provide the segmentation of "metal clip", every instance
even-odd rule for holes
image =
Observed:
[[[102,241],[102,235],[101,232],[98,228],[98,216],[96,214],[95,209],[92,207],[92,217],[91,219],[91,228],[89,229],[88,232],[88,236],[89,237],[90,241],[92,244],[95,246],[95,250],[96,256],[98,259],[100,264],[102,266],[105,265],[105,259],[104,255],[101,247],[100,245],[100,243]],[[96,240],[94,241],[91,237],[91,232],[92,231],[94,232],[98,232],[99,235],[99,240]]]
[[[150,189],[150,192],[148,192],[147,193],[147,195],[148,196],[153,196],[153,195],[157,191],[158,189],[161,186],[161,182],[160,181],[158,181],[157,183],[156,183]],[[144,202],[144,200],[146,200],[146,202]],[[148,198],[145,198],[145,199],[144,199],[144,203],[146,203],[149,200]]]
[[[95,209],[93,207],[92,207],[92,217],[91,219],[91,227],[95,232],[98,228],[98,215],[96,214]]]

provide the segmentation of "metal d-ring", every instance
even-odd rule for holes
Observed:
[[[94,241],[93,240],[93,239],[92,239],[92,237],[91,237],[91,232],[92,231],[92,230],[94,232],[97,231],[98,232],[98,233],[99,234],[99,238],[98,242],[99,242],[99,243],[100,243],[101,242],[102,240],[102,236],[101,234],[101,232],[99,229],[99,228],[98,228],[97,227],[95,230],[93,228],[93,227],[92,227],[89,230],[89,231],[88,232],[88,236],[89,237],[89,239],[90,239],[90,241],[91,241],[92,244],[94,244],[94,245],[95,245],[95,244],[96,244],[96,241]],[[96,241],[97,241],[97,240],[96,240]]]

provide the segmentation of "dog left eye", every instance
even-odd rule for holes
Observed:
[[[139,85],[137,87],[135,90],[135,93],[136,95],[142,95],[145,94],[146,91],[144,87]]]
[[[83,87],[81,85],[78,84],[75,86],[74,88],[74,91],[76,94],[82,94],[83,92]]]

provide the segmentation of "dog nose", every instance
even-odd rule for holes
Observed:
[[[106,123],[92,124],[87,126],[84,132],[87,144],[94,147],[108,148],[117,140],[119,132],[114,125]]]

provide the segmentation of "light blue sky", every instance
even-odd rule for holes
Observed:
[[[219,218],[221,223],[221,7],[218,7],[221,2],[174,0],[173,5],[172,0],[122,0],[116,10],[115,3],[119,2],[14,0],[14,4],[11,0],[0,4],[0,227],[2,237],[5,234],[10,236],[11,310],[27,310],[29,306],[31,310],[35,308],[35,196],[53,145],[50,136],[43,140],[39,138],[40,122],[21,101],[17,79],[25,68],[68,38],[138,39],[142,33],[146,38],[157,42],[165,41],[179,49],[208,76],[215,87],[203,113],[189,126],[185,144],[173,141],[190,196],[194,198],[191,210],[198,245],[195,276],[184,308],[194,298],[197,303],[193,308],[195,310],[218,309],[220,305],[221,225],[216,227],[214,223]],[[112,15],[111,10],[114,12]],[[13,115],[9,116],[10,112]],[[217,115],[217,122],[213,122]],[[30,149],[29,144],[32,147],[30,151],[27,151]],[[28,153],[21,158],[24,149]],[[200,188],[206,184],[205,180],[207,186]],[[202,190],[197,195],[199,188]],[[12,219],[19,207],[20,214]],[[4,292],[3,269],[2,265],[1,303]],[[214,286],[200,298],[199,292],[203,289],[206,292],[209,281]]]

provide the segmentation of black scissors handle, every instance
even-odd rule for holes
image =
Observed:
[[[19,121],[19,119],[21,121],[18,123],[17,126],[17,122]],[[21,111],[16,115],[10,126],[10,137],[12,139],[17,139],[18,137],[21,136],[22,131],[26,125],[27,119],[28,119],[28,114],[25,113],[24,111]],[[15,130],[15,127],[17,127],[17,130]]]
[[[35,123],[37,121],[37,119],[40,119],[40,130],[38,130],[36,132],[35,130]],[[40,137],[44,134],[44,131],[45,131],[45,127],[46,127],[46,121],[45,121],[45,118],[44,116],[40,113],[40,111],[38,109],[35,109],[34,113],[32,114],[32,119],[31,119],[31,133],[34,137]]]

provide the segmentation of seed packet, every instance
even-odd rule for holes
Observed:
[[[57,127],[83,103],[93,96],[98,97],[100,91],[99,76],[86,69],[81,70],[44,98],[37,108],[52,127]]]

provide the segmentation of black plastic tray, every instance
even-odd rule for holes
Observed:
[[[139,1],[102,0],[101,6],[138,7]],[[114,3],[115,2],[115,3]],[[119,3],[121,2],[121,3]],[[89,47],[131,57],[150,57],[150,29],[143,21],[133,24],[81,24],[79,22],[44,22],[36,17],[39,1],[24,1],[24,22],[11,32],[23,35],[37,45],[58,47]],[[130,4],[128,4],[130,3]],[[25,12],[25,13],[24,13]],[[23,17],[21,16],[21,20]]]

## [Problem to solve]
Rewrite the lines from the line with "provide the segmentation of seed" up to and including the final line, putting "plastic container" in place of "plastic tray" and leaving everything else unchanged.

## [Worked answer]
provide the segmentation of seed packet, every instance
even-odd rule for holes
Observed:
[[[57,127],[83,103],[93,96],[98,97],[100,91],[99,76],[86,69],[81,70],[44,98],[37,108],[52,127]]]

provide the segmentation of black plastic container, every instance
even-odd rule for holes
Observed:
[[[139,1],[102,0],[101,6],[138,7]],[[114,3],[115,2],[115,3]],[[119,3],[121,2],[121,3]],[[89,47],[131,57],[150,57],[150,29],[143,21],[133,24],[81,24],[79,22],[44,22],[36,17],[39,1],[24,1],[24,22],[11,32],[23,35],[37,45],[58,47]],[[130,4],[128,4],[130,3]],[[25,12],[25,13],[24,13]],[[23,17],[21,16],[21,20]]]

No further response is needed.